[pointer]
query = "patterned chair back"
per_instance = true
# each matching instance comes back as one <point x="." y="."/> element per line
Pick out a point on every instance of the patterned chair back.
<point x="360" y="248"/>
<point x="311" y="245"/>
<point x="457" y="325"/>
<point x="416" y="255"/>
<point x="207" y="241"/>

□ □ □ □ □ □ □

**What the task asks**
Give all of the material again, exactly.

**Finished task**
[pointer]
query = "patterned chair back"
per_instance = true
# each matching instance comes back as one <point x="." y="."/> element per line
Pick out a point on every instance of the patterned chair back.
<point x="360" y="248"/>
<point x="311" y="245"/>
<point x="457" y="325"/>
<point x="416" y="255"/>
<point x="207" y="241"/>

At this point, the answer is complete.